Task directions
Reproduce every line of the listing below word for word, changing nothing.

Data supplied
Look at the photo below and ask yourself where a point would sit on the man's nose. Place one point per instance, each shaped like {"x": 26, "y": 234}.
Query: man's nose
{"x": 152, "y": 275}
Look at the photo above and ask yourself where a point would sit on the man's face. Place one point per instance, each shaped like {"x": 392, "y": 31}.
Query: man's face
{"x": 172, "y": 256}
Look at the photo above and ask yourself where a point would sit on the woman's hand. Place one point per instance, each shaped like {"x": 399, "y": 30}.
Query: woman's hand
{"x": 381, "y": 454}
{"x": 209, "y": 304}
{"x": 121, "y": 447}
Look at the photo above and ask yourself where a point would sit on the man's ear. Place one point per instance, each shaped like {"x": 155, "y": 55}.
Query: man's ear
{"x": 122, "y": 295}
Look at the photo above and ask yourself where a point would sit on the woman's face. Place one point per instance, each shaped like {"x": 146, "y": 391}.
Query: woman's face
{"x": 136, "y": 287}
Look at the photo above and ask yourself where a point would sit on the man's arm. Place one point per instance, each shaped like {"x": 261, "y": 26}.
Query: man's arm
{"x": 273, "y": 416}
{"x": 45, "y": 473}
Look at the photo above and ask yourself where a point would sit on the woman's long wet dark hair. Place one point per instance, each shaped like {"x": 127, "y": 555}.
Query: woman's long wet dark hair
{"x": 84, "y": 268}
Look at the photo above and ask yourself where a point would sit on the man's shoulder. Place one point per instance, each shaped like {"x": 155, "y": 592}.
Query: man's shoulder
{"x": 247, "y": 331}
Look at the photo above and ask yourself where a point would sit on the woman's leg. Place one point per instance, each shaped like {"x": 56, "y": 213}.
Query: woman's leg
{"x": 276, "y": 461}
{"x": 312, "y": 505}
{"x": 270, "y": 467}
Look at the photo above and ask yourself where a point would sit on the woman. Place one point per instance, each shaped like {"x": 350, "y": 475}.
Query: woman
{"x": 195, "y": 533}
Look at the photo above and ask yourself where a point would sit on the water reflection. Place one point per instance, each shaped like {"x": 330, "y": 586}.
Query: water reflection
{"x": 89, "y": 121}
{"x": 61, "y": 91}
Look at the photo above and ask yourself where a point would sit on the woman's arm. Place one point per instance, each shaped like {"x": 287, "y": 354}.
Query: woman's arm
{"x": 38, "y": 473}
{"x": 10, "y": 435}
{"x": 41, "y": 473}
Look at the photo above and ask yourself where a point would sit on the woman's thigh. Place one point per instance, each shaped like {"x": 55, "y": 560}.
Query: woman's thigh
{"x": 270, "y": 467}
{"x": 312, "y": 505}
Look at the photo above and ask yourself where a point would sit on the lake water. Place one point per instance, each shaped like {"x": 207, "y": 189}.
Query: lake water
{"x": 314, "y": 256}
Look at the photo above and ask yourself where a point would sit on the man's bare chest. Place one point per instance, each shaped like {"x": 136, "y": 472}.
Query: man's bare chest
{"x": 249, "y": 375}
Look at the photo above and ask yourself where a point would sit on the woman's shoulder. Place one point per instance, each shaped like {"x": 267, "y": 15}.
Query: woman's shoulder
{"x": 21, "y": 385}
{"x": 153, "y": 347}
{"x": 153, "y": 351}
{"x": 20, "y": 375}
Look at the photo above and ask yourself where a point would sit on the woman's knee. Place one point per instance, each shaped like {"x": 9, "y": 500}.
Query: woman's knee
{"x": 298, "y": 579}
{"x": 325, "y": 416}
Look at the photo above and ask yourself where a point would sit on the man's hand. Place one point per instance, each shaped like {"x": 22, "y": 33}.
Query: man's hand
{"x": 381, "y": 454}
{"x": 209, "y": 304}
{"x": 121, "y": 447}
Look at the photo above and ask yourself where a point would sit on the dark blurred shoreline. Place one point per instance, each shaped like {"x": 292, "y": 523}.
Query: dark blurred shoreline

Expected output
Look at the photo below and ask yourself where a point would sit on the man's nose. Place one point per instance, each shaped like {"x": 26, "y": 234}.
Query: man's nose
{"x": 152, "y": 275}
Look at the photo above and ask yourself where a point would sit on the man's face. Place one point per instance, each shaped like {"x": 392, "y": 31}.
Query: man's face
{"x": 172, "y": 256}
Look at the photo above and ask yourself where a point would sit on the woman's hand. Place one point per instance, each shaped like {"x": 399, "y": 30}.
Query: woman's hand
{"x": 381, "y": 454}
{"x": 209, "y": 304}
{"x": 121, "y": 447}
Look at the photo above and ask yourself where a point would sit on the man's ear. Place one point per instance, each shaped like {"x": 155, "y": 55}.
Query: man's ear
{"x": 122, "y": 295}
Look at the photo above and ask yourself where a point would sit on the woman's face. Place one point per instance, each shaped like {"x": 146, "y": 391}.
Query: woman's face
{"x": 136, "y": 287}
Look at the photo above and ask yourself where a point would sit on the man's arm. Place one point per instance, each shaped like {"x": 261, "y": 26}.
Query: man's arm
{"x": 273, "y": 416}
{"x": 45, "y": 473}
Look at the photo above and ask yourself where a point would sit on the woman's long wet dark hair. Place one point per instance, each shaped like {"x": 127, "y": 555}.
Query: woman's long wet dark hair
{"x": 84, "y": 268}
Look at the photo above and ask yourself where a point would sit on the man's shoulder. Place one point per instance, each shaped like {"x": 155, "y": 592}.
Query: man's shoulder
{"x": 247, "y": 331}
Look at the photo above and ask yourself where a point would sit on the woman's leg. Place one point per instance, each shaped like {"x": 56, "y": 213}.
Query: woman's leg
{"x": 276, "y": 461}
{"x": 312, "y": 505}
{"x": 270, "y": 467}
Look at the photo above and ask yourself where a point would sit on the woman. Place one point per instance, each shaped like {"x": 350, "y": 475}.
Query: woman
{"x": 195, "y": 533}
Look at the photo above and ask yourself where a point would sit on the water reflection. Place one point per instance, each shaped like {"x": 330, "y": 586}.
Query: water reflection
{"x": 89, "y": 121}
{"x": 61, "y": 91}
Look at the photo above and ask yourself where a point would sit on the woman's arm. Place one point per instance, each shaped like {"x": 287, "y": 354}.
Query: woman's arm
{"x": 38, "y": 473}
{"x": 10, "y": 435}
{"x": 41, "y": 473}
Look at the photo above and ask yourself where a point would sit on the woman's thigh. Place one point per instance, each shaped like {"x": 55, "y": 560}.
Query: woman's thigh
{"x": 270, "y": 467}
{"x": 312, "y": 505}
Look at the photo above and ask yourself where a point would sit on the lake water. Place one point per instance, each shaped like {"x": 207, "y": 189}.
Query: lake water
{"x": 314, "y": 256}
Look at the photo above and ask yourself where a point would sit on the man's bare chest. Place one point per instance, each shaped like {"x": 136, "y": 472}.
Query: man's bare chest
{"x": 249, "y": 375}
Look at the photo above and ask yourself where a point would sit on the woman's shoulder. Place one point per instance, each shaped like {"x": 267, "y": 15}.
Query: woman's shoulder
{"x": 21, "y": 385}
{"x": 153, "y": 347}
{"x": 153, "y": 351}
{"x": 20, "y": 375}
Look at the photo above and ask yourself where a point would sit on the woman's knee. Place one point per instance, each shaped like {"x": 9, "y": 500}.
Query: woman's knee
{"x": 298, "y": 579}
{"x": 325, "y": 416}
Look at the photo above and ask yourself where a point would sit on the man's hand. Place one point per instance, each shaped like {"x": 22, "y": 33}.
Query: man's hand
{"x": 381, "y": 454}
{"x": 209, "y": 304}
{"x": 121, "y": 447}
Look at the photo above and ask yourself where a point would sit on the dark blurred shoreline. Place one point per instance, each shaped like {"x": 292, "y": 523}.
Query: dark blurred shoreline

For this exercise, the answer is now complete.